++++ SOURCE PASSAGE ++++
I saved the classification results as CSV files to plot them in R. 

In [25]:

# Rename new columns  

asian_lp_data = pd.DataFrame(asian_lp_full).rename(columns = {0:'labeled_linked_progress'})
asian_lh_data = pd.DataFrame(asian_lh_full).rename(columns = {0:'labeled_linked_hurt'})
black_lp_data = pd.DataFrame(black_lp_full).rename(columns = {0:'labeled_linked_progress'})
black_lh_data = pd.DataFrame(black_lh_full).rename(columns = {0:'labeled_linked_hurt'})

# Save data 

asian_lp_data.to_csv("/home/jae/content-analysis-for-evaluating-ML-performances/processed_data/asian_lp_data.csv")
++++ ENTRIES SUPPLIED ++++
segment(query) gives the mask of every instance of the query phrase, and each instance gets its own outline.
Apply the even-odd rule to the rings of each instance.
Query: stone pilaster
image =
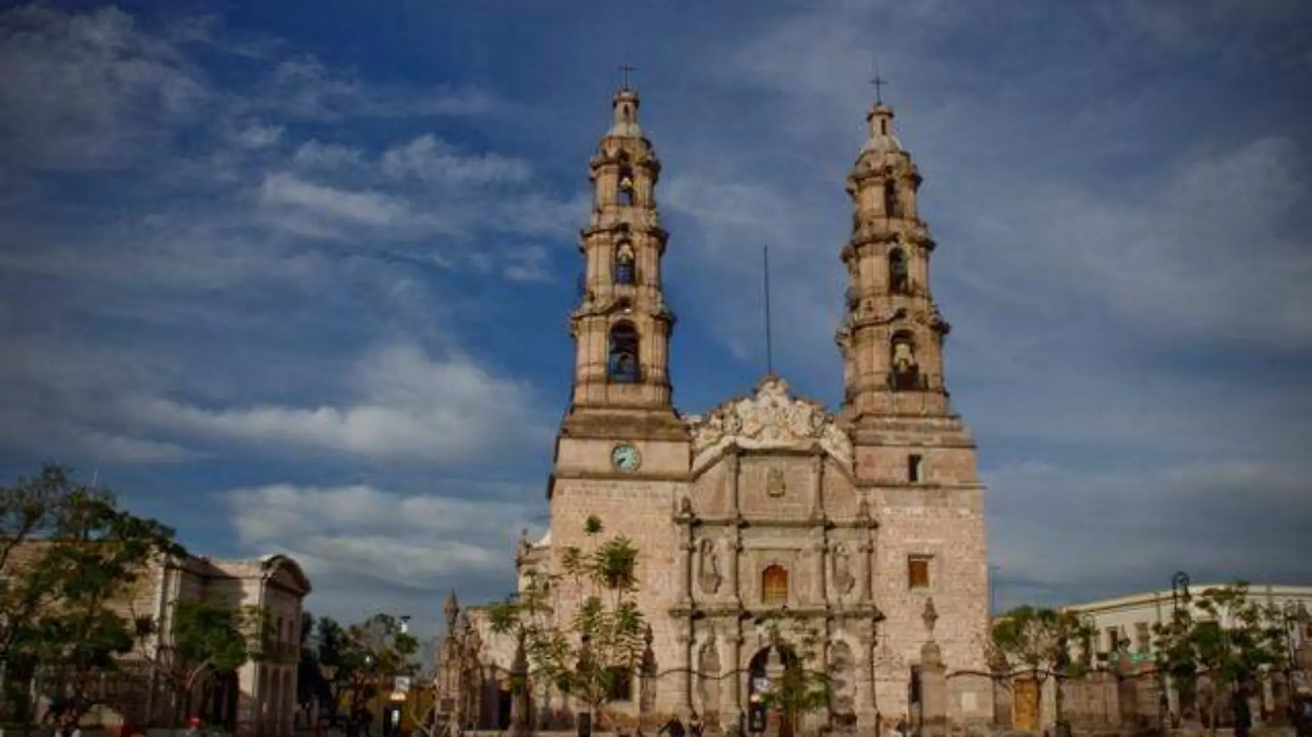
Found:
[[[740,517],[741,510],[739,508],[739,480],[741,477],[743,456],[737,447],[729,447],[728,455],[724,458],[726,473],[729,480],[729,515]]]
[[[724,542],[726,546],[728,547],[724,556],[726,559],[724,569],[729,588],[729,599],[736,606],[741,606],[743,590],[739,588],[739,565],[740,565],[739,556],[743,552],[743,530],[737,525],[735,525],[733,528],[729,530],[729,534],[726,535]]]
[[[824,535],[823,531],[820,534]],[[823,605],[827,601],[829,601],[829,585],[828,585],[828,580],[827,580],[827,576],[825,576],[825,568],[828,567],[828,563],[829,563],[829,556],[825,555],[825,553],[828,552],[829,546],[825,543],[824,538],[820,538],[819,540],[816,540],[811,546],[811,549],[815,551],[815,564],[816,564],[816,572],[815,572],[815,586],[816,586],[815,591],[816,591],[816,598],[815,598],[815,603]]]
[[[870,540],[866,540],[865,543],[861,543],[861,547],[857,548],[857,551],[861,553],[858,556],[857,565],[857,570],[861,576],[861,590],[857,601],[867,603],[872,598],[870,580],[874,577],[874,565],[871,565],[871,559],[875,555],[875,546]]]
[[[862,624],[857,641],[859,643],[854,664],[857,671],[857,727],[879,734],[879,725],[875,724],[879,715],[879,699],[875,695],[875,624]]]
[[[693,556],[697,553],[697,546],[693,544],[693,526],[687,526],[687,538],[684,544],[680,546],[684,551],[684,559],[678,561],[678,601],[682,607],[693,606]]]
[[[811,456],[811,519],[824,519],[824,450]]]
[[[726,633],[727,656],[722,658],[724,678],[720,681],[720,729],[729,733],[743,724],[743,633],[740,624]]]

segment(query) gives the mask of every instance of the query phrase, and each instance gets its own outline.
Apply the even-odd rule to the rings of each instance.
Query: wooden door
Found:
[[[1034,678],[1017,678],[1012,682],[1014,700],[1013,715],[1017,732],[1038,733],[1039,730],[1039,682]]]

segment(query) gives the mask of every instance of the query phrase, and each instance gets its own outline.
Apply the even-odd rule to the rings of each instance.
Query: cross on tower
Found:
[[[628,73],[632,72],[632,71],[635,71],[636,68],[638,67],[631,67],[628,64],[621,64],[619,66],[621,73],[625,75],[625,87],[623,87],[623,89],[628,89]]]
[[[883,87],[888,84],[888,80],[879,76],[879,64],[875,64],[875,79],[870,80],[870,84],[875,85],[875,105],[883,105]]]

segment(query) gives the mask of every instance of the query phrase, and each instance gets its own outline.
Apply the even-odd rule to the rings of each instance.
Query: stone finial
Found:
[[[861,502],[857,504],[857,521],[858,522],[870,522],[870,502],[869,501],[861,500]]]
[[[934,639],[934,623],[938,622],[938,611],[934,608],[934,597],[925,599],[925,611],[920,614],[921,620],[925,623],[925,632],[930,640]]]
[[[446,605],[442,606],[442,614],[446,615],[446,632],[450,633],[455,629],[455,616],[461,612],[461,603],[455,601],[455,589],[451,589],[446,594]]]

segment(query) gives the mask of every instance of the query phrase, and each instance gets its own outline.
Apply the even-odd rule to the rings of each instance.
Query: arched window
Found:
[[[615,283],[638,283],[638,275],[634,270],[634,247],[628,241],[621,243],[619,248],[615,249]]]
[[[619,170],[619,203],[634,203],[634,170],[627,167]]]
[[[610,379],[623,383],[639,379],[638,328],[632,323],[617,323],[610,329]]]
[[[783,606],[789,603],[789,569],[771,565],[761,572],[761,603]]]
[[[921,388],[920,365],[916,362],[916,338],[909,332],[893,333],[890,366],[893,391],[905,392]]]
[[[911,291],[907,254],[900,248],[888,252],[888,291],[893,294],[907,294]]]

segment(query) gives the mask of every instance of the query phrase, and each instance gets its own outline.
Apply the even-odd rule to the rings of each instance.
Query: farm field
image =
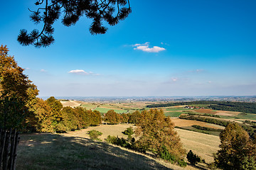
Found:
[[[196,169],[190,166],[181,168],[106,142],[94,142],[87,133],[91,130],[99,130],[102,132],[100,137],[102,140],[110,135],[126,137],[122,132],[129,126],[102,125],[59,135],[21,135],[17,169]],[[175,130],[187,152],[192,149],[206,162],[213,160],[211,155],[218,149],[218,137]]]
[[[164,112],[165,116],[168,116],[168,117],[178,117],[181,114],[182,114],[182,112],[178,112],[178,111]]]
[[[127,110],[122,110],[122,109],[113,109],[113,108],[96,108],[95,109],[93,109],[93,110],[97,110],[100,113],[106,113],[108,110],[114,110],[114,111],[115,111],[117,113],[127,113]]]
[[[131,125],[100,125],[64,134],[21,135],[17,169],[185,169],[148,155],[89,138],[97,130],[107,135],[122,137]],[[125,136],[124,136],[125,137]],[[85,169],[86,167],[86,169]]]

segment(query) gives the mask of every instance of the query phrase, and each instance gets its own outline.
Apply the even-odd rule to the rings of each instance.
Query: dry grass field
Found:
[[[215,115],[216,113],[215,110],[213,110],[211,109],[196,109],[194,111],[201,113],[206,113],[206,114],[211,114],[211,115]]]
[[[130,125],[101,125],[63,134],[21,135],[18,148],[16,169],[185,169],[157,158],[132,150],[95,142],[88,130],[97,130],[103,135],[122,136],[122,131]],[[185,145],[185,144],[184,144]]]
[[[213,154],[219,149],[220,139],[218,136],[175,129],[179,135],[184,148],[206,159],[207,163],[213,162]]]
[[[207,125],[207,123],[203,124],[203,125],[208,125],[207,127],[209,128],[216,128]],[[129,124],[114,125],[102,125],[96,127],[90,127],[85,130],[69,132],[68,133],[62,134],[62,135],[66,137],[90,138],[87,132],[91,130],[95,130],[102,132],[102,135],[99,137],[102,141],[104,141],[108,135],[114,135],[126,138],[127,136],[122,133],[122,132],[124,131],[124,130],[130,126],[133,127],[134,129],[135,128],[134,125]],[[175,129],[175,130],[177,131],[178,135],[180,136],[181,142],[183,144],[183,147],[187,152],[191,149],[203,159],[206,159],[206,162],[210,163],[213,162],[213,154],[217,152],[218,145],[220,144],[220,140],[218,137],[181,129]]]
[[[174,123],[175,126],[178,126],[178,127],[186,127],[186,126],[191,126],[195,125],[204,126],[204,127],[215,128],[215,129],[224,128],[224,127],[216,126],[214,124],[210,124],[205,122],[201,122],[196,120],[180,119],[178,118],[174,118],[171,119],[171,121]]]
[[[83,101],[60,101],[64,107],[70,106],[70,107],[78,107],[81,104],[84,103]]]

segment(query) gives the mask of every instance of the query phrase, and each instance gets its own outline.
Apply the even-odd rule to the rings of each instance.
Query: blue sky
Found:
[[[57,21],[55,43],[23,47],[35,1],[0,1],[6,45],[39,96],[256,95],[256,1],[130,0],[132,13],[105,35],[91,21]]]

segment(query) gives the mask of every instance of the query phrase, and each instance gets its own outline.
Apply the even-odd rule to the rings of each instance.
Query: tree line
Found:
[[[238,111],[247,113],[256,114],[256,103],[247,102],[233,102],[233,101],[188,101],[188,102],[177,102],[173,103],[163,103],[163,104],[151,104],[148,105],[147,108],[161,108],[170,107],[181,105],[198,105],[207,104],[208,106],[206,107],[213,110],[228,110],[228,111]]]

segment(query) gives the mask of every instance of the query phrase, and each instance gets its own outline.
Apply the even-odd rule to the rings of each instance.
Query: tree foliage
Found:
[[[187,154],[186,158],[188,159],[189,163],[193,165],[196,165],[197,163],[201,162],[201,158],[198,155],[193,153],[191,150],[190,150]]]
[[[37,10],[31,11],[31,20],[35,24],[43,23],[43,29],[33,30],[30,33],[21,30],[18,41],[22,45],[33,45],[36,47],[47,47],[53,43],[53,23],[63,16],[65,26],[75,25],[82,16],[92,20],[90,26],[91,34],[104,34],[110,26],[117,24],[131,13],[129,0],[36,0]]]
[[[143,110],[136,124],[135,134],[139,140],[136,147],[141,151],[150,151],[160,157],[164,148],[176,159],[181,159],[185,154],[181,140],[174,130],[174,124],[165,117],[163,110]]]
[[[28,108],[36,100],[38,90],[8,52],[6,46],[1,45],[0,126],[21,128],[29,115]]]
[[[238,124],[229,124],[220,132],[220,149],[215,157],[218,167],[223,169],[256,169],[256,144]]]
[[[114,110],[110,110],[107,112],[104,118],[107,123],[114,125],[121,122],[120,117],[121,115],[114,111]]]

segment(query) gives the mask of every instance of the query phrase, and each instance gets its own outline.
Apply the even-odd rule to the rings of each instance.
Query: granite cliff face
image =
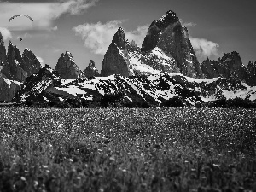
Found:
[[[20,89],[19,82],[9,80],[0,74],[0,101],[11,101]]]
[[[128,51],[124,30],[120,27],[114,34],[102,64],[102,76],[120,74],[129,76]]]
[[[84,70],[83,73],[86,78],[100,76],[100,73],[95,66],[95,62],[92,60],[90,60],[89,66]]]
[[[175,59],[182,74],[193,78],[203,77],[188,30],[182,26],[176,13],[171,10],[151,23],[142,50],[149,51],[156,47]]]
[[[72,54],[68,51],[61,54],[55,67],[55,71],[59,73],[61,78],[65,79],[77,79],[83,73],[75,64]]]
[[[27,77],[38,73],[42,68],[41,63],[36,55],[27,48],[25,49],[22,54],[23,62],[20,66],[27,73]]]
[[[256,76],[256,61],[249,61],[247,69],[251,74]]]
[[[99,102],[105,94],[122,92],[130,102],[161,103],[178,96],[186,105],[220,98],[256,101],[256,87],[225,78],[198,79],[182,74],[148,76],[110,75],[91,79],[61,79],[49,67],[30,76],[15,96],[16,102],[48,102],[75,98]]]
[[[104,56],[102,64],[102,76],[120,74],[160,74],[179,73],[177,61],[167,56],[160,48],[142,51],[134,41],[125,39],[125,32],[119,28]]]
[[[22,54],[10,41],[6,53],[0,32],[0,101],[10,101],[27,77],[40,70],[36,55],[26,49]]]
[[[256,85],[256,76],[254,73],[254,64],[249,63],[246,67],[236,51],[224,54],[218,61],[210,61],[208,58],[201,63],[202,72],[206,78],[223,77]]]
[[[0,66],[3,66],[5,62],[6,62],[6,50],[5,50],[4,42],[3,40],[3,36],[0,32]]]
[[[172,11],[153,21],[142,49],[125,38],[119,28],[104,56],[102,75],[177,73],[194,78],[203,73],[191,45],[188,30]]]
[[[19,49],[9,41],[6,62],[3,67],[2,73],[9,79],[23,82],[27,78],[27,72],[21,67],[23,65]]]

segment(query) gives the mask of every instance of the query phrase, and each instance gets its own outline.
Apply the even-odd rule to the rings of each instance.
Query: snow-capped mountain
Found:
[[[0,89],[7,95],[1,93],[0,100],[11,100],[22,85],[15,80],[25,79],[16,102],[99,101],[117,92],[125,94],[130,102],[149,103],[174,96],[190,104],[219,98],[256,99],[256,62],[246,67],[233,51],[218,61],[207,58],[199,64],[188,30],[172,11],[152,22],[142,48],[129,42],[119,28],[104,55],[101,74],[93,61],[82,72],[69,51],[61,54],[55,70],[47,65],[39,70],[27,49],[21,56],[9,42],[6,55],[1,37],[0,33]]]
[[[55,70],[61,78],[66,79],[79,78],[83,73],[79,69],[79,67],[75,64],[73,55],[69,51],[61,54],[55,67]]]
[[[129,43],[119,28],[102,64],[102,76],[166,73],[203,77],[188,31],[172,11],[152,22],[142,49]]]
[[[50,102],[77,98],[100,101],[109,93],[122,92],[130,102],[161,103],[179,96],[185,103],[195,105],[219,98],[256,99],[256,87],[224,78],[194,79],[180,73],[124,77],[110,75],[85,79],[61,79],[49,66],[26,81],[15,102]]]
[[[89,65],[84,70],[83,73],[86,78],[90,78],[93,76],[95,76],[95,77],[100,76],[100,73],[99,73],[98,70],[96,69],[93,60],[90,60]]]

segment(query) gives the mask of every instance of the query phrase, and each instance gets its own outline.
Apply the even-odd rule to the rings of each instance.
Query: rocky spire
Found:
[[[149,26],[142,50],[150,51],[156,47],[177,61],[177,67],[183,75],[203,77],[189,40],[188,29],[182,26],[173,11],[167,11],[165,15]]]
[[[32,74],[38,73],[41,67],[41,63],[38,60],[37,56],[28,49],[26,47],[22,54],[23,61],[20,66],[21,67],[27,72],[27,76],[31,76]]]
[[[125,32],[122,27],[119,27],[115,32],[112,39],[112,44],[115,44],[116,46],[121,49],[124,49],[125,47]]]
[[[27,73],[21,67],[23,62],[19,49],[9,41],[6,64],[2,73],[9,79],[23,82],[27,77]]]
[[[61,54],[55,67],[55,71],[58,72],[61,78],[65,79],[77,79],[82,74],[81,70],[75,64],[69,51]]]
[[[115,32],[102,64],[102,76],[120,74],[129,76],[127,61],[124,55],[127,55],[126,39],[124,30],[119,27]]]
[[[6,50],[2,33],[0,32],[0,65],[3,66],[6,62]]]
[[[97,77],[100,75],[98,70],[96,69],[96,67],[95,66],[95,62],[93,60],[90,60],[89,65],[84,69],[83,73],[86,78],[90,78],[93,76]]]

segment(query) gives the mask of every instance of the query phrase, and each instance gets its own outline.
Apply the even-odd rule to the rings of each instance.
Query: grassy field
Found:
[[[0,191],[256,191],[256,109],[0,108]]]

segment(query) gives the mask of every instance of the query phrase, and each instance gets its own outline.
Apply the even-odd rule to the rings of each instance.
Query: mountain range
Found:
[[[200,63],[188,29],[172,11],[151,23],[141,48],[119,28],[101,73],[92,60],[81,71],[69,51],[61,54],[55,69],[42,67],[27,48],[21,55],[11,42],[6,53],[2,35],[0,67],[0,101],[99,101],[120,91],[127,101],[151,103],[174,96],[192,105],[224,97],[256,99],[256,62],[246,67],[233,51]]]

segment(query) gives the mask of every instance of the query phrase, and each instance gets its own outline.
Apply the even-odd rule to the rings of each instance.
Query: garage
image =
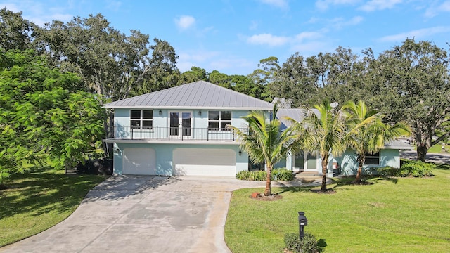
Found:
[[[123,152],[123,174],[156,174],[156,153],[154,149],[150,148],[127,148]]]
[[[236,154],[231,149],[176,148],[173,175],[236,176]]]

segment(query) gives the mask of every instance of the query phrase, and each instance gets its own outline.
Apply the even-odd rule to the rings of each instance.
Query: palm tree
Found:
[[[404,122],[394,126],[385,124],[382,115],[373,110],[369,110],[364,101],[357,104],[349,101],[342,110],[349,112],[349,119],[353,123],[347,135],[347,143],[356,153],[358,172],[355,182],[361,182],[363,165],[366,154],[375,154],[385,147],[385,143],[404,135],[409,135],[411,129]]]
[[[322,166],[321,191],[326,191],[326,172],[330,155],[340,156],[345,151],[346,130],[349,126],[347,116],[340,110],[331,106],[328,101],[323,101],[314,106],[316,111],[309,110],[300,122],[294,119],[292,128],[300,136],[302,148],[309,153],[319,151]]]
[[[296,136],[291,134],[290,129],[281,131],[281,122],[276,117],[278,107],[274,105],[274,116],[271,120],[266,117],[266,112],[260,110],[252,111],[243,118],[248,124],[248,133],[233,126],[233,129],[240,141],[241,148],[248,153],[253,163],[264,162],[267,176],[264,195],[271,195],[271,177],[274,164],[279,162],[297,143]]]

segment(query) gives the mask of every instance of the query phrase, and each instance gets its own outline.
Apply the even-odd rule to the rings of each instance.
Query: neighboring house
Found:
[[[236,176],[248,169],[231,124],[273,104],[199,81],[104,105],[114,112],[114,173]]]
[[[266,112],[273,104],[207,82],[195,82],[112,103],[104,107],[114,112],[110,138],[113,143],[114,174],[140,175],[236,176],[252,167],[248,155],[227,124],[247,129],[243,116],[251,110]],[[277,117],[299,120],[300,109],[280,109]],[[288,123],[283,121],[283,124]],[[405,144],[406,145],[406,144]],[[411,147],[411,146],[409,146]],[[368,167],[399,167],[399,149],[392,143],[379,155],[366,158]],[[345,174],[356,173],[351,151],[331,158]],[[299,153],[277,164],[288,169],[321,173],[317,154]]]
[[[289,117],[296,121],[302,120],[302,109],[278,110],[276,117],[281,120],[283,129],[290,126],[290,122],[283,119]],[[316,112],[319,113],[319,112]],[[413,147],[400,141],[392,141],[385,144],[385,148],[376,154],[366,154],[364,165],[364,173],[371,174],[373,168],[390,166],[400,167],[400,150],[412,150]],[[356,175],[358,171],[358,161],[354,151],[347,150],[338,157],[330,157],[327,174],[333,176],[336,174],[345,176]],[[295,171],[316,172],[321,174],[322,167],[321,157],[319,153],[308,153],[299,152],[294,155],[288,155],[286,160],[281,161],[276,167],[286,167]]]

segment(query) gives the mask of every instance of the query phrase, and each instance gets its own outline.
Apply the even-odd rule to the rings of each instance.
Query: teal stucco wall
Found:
++++
#### WHAT YOU WILL DO
(a) Summarize the passage about saving classification results in two sentences.
(b) Pick up the code on saving classification results where it stops, and write the next part.

#### ANSWERS FOR THIS EXERCISE
(a) The classification results were saved as CSV files so they could be plotted in R. The code turns four sets of results for Asian and Black groups into data frames, renames the first column of each to either labeled_linked_progress or labeled_linked_hurt, and writes the Asian progress data to a CSV file in a processed_data folder.

(b)
asian_lh_data.to_csv("/home/jae/content-analysis-for-evaluating-ML-performances/processed_data/asian_lh_data.csv")
black_lp_data.to_csv("/home/jae/content-analysis-for-evaluating-ML-performances/processed_data/black_lp_data.csv")
black_lh_data.to_csv("/home/jae/content-analysis-for-evaluating-ML-performances/processed_data/black_lh_data.csv")

This is what the final data looks like.

In [26]:
asian_lp_data.head()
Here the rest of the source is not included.